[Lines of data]

>>>>>

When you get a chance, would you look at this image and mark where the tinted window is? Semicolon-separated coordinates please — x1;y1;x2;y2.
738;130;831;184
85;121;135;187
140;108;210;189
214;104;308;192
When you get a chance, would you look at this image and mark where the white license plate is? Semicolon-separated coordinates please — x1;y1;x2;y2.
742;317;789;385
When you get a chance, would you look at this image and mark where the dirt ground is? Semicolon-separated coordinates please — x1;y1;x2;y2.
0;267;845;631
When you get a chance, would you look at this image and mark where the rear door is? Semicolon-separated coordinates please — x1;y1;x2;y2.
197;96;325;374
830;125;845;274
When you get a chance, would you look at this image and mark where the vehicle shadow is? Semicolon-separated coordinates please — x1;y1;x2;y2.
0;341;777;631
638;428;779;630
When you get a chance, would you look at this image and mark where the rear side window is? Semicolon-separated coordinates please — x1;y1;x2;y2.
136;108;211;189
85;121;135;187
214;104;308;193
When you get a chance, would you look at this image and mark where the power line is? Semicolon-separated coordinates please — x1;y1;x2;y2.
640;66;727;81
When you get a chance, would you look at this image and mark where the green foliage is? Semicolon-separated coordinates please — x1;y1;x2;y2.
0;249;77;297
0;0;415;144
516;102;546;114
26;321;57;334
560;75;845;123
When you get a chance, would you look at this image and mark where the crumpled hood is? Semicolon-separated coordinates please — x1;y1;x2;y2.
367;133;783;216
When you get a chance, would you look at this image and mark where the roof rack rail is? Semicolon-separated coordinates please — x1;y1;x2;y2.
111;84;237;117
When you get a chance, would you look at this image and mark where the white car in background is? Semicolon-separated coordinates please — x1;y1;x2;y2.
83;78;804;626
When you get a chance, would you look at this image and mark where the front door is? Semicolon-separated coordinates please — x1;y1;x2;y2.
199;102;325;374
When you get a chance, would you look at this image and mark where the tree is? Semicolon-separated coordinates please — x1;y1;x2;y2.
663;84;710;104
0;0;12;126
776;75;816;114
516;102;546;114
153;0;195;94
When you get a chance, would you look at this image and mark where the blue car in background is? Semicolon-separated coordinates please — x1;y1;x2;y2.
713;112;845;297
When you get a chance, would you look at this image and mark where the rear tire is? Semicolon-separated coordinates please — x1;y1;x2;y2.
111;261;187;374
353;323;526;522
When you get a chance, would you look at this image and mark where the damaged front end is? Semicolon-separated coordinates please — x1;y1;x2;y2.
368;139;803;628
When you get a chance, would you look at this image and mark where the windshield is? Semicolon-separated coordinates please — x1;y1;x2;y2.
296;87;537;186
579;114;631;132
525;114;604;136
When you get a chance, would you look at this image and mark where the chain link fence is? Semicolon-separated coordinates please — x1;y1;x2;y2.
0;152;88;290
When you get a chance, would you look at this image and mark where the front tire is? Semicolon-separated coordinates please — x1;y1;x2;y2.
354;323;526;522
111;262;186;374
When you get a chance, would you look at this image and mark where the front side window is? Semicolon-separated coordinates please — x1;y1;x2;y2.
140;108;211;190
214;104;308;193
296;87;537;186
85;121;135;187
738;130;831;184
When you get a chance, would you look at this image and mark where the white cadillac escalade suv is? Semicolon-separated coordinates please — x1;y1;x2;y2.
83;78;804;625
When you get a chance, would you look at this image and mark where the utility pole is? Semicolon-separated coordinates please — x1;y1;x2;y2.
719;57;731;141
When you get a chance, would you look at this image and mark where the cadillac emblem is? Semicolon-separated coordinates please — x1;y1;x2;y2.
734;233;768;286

<<<<<
>>>>>

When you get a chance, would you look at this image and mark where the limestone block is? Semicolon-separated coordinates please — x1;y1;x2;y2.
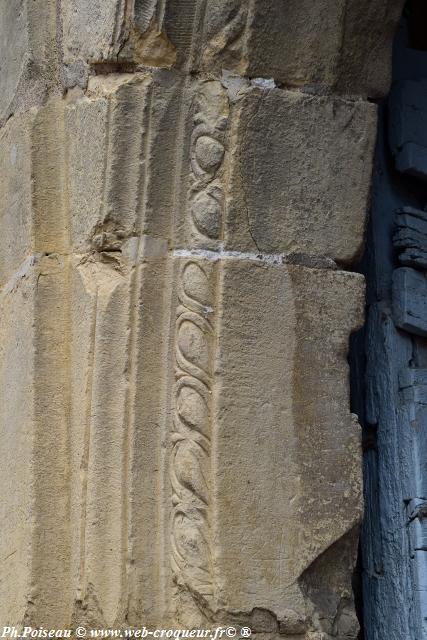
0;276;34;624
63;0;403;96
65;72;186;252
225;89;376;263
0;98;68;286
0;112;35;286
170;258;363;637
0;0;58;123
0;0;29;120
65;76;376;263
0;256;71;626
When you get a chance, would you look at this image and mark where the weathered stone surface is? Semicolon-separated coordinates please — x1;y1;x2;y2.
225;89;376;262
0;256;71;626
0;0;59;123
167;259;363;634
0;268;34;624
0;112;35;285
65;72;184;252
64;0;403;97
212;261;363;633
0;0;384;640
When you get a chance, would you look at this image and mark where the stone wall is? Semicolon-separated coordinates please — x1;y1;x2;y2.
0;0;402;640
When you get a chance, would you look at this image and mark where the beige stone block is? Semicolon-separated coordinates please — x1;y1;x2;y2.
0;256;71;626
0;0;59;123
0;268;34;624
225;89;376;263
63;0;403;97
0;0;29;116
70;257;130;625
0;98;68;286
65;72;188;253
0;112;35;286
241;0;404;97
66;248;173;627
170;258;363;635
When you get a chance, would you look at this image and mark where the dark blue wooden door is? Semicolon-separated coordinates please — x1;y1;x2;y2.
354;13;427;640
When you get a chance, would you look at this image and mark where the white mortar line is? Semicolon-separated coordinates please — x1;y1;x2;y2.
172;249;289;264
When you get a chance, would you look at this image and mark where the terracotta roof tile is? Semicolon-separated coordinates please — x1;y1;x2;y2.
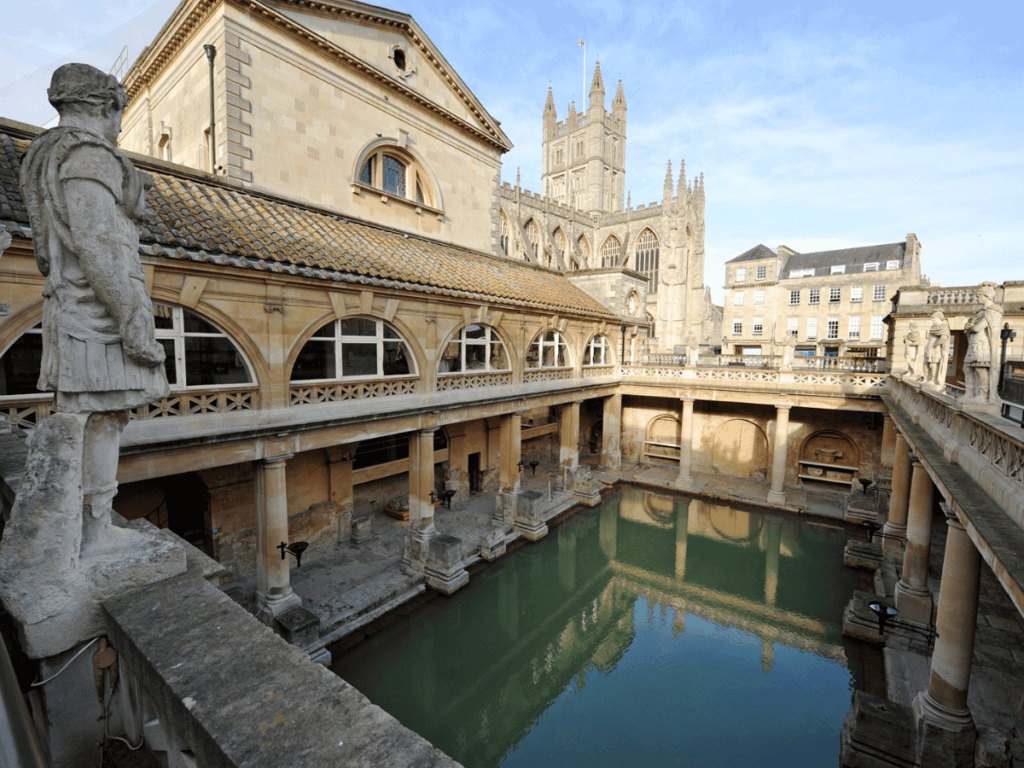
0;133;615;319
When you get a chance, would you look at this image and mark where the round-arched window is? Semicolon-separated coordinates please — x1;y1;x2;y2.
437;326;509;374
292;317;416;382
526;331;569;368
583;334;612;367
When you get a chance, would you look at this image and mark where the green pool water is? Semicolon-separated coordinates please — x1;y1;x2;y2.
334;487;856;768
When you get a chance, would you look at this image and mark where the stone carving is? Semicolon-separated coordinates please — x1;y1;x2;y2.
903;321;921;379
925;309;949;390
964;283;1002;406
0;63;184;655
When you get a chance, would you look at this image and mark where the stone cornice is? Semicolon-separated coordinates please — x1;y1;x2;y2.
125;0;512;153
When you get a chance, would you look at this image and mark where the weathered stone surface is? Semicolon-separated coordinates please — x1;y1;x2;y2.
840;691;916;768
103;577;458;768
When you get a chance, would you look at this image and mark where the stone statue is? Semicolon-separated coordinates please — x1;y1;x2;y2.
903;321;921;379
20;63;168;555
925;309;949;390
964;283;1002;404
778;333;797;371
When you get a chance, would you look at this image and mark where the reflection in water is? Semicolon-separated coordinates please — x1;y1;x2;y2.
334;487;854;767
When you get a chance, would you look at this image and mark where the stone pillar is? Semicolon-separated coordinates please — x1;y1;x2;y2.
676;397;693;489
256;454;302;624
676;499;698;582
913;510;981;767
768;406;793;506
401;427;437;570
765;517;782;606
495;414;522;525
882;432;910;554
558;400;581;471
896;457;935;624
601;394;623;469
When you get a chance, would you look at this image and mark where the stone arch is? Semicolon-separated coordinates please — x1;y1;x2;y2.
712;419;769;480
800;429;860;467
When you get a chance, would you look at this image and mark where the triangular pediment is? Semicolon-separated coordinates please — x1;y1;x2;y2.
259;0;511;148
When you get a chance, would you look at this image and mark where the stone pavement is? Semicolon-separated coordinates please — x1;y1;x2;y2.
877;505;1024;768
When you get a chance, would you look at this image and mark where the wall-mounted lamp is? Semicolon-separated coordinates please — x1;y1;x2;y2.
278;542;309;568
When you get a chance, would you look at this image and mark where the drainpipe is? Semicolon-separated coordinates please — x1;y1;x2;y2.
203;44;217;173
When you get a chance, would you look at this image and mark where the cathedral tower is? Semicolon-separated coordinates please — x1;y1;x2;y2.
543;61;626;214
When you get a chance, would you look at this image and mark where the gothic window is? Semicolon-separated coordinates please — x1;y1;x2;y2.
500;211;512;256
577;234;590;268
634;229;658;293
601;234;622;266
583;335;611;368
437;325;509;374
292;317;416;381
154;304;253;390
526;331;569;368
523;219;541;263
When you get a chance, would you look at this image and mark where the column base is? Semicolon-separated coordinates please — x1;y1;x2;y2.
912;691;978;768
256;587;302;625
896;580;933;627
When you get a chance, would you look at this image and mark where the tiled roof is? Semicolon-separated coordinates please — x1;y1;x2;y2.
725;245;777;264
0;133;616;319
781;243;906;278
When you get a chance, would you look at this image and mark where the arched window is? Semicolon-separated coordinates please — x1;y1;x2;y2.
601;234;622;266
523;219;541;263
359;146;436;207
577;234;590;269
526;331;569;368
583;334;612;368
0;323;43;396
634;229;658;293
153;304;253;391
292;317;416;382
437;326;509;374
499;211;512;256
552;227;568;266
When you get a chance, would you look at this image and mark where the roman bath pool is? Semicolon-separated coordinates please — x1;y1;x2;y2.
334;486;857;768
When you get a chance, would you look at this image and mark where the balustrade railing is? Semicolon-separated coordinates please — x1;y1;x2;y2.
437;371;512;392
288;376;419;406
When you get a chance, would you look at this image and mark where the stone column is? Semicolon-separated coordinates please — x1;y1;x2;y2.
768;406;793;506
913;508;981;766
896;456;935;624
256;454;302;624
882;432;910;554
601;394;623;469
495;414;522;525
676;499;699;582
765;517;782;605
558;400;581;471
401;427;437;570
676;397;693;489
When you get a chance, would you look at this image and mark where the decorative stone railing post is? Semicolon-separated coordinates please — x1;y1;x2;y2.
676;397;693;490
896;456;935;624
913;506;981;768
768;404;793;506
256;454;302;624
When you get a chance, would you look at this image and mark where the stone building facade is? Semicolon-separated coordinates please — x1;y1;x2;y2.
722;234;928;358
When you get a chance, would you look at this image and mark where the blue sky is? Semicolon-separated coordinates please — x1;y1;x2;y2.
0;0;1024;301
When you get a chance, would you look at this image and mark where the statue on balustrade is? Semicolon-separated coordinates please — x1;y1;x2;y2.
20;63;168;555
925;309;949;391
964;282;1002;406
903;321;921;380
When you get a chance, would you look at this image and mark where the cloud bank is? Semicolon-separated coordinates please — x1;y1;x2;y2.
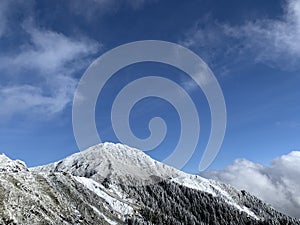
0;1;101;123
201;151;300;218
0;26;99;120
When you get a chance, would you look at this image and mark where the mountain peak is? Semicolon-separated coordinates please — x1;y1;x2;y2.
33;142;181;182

<<<<<
>>>>>

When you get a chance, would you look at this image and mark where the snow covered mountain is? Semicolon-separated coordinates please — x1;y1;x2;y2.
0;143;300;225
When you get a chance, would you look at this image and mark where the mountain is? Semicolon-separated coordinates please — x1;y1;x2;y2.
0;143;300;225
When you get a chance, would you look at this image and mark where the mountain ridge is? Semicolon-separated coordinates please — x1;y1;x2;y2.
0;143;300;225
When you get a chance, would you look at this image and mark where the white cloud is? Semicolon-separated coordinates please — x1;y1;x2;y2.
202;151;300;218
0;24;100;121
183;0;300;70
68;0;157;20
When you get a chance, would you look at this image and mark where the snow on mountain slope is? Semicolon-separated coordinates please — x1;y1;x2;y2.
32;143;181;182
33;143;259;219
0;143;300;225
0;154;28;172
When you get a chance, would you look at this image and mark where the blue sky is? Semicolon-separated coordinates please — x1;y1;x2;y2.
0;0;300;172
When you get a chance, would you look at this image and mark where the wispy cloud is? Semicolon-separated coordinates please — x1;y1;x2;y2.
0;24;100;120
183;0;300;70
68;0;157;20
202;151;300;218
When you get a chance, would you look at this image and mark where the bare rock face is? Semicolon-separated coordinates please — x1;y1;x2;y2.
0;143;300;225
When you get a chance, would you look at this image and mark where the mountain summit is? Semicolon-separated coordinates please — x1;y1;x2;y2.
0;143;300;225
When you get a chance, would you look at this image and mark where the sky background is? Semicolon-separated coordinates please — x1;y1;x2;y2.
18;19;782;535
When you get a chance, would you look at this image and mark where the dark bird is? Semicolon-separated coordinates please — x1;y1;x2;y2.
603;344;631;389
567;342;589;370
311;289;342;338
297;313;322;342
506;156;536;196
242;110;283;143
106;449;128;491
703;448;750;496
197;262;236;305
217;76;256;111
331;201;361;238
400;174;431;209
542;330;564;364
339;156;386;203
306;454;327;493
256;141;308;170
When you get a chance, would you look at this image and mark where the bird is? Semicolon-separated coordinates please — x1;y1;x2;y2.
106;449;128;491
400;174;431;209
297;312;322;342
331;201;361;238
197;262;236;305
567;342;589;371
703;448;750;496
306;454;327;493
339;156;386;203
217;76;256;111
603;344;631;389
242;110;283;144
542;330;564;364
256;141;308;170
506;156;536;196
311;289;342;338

<<<<<

THE TASK>
Print the lines between the one holding "tower is? Semicolon-separated coordinates please — x1;y1;x2;y2." and the one holding "543;61;626;214", inclusive, with no changes.

SOLUTION FOR THIS PROBLEM>
When you get a chance, would you look at this image and mark where the cathedral tower is? Semicolon-separated coordinates please — x1;y1;x2;y2.
543;61;626;214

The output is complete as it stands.